Source text:
####
How’d they do it? Lead author Lane F. Donnelly, MD, and several colleagues from the hospital’s department of radiology and department of information services explained their methods recently in Current Problems in Diagnostic Radiology.

First, the authors touched on the importance of IMG codes. “Standardization of naming and coding for imaging studies is important so that multiple electronic systems including the electronic medical record, imaging modality equipment, radiology information system servers, PACS servers, billing systems, diagnostic radiology workstations and radiology dictation systems can all effectively communicate,” they wrote. “It is the IMG codes and associated names that allow these systems to communicate about particular imaging examinations.”

While Current Procedural Terminology codes and International Classification of Diseases codes are defined at a higher level, IMG codes are defined by the organization itself. There is no easy “how to” guide that provides leaders with rules to follow; instead, the leaders write those rules themselves. The authors explained how this might seem like it simplifies things, but it can actually lead to a general sense of confusion.

“Lack of standardization and governance of code creation and naming can lead to multiple issues within an organization, including lack of clarity for referring clinicians when ordering examinations, inaccurate standardized report template autopopulation, inaccurate or incomplete study population of the radiologist reading work list or filters, change control, implementation of new systems, and other operational issues,” they wrote.

These are three tips Donnelly et al. shared for cleaning up IMG codes and reorganizing them at any institution, using their own experience as an example:

1. Create a governance structure.
####
Exercise set:
[A] Copy everything in the passage on IMG codes from "While Current Procedural" down to "sense of confusion.".
[B] Rewrite the paragraph of the passage on IMG codes that begins "While Current Procedural Terminology codes" as two shorter sentences, keeping its main facts.
The items that come next are separate material and not part of the passage on IMG codes.

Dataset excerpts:
####
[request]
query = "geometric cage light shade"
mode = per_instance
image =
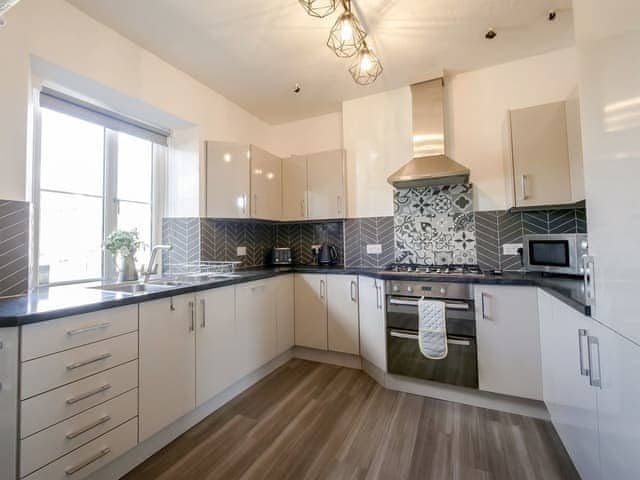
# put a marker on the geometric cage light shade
(319, 8)
(367, 67)
(347, 36)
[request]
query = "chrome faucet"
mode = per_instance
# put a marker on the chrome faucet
(152, 261)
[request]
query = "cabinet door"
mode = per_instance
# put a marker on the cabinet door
(342, 318)
(256, 333)
(215, 342)
(266, 185)
(311, 310)
(325, 173)
(167, 362)
(571, 401)
(508, 335)
(541, 164)
(616, 361)
(285, 312)
(294, 188)
(228, 181)
(373, 335)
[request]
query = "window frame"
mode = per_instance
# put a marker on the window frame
(109, 194)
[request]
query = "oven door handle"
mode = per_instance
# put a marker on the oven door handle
(413, 336)
(449, 305)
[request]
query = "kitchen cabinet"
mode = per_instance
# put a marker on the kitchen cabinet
(311, 311)
(571, 400)
(228, 180)
(615, 362)
(373, 335)
(167, 362)
(508, 335)
(215, 342)
(541, 163)
(266, 185)
(326, 185)
(342, 314)
(256, 333)
(285, 313)
(294, 188)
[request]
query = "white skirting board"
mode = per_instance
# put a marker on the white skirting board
(451, 393)
(120, 466)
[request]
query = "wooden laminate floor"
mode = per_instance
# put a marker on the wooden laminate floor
(309, 420)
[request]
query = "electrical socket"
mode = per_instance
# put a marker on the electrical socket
(511, 248)
(374, 249)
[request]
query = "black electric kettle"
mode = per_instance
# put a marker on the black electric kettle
(328, 254)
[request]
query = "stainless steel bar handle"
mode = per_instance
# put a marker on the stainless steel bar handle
(582, 333)
(91, 426)
(90, 393)
(483, 295)
(595, 375)
(84, 363)
(92, 328)
(85, 463)
(525, 196)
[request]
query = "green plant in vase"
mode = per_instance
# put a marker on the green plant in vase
(124, 244)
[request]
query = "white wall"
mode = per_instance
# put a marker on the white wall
(317, 134)
(58, 33)
(378, 140)
(477, 105)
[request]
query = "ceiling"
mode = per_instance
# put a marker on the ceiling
(255, 51)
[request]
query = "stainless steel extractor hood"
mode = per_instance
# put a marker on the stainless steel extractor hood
(430, 166)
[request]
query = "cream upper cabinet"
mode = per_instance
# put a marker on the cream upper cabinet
(215, 342)
(508, 335)
(342, 319)
(294, 188)
(167, 360)
(541, 162)
(266, 185)
(311, 310)
(228, 181)
(326, 185)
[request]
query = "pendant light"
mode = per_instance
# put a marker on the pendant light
(367, 67)
(347, 36)
(319, 8)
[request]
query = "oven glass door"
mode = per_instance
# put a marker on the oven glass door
(460, 367)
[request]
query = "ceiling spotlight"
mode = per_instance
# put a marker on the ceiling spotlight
(319, 8)
(491, 34)
(367, 68)
(347, 36)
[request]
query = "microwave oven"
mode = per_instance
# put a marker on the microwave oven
(555, 253)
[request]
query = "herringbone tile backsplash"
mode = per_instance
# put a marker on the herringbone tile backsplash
(14, 248)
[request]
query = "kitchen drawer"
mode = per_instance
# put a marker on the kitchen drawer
(94, 455)
(45, 338)
(46, 373)
(44, 447)
(38, 413)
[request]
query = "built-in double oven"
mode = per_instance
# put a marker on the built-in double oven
(404, 357)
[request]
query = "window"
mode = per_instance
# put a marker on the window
(92, 180)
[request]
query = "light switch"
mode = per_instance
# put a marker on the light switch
(511, 248)
(374, 249)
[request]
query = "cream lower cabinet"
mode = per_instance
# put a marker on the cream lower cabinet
(508, 336)
(326, 312)
(372, 321)
(215, 342)
(167, 362)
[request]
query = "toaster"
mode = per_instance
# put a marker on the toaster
(281, 256)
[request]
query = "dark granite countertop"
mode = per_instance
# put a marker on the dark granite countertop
(57, 302)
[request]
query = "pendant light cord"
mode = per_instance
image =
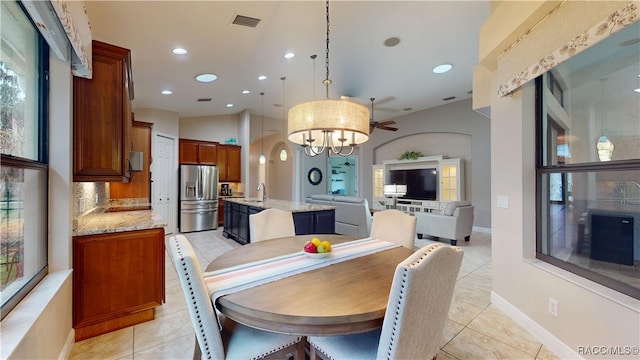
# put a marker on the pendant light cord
(283, 110)
(327, 81)
(262, 116)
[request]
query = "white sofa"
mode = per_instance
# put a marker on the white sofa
(455, 223)
(352, 213)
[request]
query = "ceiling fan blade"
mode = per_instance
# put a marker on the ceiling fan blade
(384, 123)
(387, 110)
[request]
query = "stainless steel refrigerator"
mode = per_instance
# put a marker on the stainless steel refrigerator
(198, 198)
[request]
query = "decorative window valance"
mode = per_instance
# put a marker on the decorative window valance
(620, 19)
(63, 23)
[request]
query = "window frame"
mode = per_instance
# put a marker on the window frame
(41, 164)
(564, 169)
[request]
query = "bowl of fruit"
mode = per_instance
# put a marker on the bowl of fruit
(316, 248)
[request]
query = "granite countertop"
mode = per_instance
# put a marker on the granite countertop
(120, 220)
(292, 206)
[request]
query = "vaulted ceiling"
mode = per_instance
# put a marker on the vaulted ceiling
(377, 49)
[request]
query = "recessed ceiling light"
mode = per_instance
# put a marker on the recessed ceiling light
(207, 77)
(391, 42)
(441, 69)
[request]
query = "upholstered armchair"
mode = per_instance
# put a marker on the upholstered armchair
(454, 223)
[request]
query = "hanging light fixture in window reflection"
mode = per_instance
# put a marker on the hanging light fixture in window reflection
(283, 152)
(604, 145)
(263, 158)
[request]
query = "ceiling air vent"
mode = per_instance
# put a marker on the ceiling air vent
(245, 21)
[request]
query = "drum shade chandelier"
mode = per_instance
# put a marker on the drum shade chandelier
(328, 124)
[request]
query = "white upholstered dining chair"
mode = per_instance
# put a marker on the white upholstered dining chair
(234, 340)
(416, 313)
(271, 224)
(394, 226)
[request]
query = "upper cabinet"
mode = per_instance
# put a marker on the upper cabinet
(102, 116)
(198, 152)
(225, 157)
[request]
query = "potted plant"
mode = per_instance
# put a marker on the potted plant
(410, 155)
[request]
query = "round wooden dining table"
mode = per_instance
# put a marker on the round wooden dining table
(342, 298)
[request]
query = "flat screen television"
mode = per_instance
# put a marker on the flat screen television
(422, 184)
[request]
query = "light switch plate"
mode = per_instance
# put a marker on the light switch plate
(503, 201)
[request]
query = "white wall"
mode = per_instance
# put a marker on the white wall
(210, 128)
(164, 122)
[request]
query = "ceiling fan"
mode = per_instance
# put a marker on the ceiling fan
(380, 125)
(347, 163)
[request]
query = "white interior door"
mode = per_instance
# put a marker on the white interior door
(162, 176)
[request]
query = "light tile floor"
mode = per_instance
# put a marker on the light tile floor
(476, 329)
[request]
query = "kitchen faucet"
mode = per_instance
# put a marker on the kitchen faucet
(264, 192)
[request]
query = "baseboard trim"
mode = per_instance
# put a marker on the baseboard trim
(560, 349)
(481, 229)
(68, 346)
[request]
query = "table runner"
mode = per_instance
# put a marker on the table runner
(236, 278)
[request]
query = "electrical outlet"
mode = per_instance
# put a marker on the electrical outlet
(553, 306)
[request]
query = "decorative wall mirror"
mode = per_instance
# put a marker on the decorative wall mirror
(314, 176)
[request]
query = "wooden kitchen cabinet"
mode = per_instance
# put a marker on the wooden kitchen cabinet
(229, 163)
(140, 184)
(102, 116)
(198, 152)
(118, 279)
(220, 212)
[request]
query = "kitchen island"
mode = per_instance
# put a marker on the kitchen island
(307, 218)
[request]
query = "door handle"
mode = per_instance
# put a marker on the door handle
(198, 211)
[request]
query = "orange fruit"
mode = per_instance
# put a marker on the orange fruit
(327, 245)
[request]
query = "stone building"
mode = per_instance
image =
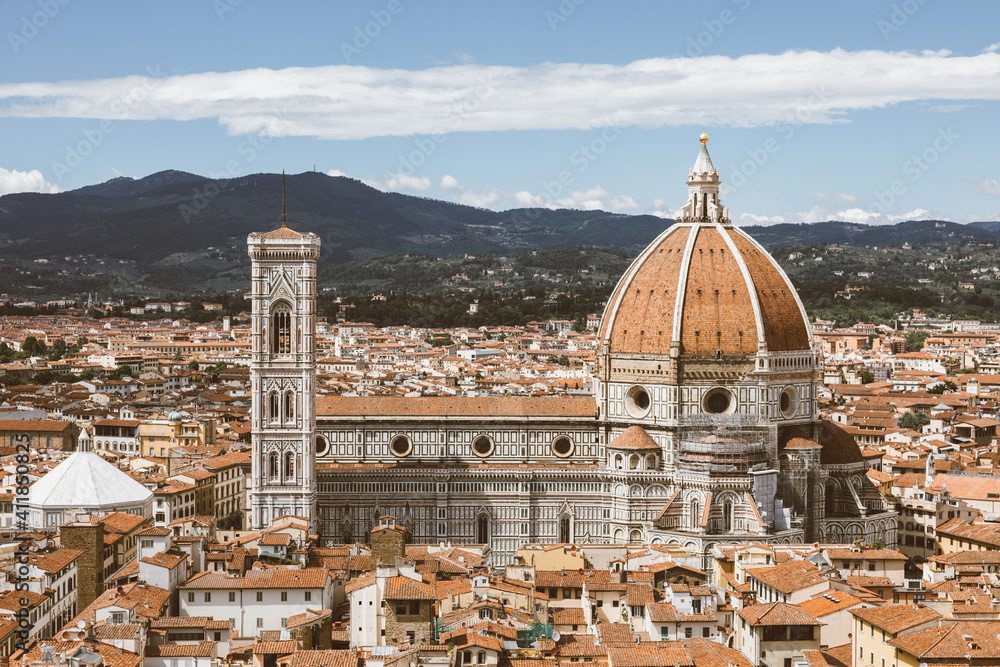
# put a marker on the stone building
(703, 428)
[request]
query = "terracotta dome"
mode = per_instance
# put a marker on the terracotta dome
(706, 286)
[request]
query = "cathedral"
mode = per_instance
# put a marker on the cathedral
(703, 428)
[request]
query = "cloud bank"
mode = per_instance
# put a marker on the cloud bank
(353, 102)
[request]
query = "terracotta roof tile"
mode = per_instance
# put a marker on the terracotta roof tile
(777, 613)
(634, 438)
(894, 618)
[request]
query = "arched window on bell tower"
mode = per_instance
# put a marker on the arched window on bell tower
(272, 407)
(281, 330)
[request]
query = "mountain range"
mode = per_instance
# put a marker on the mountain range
(149, 228)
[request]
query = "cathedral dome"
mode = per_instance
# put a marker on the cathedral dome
(704, 287)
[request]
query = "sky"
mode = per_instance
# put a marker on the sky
(863, 111)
####
Your responses:
[A]
While Current Procedural Terminology codes and International Classification of Diseases codes are defined at a higher level, IMG codes are defined by the organization itself. There is no easy “how to” guide that provides leaders with rules to follow; instead, the leaders write those rules themselves. The authors explained how this might seem like it simplifies things, but it can actually lead to a general sense of confusion.

[B] Unlike Current Procedural Terminology and International Classification of Diseases codes, which are defined at a higher level, IMG codes are defined by each organization, whose leaders must write the rules themselves without a "how to" guide. The authors explained that although this might seem simpler, it can actually lead to general confusion.